__GIVEN EXERCISE__
Change "keypoint" to "coordinate pair" throughout the material below and reproduce it with everything else left untouched.

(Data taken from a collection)

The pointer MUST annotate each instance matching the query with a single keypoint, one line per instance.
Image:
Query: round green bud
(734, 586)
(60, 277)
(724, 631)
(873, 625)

__ANSWER TO THIS TASK__
The pointer MUST annotate each instance matching the query with a single coordinate pair, one line per instance.
Image:
Query: round green bud
(734, 586)
(60, 277)
(724, 631)
(873, 625)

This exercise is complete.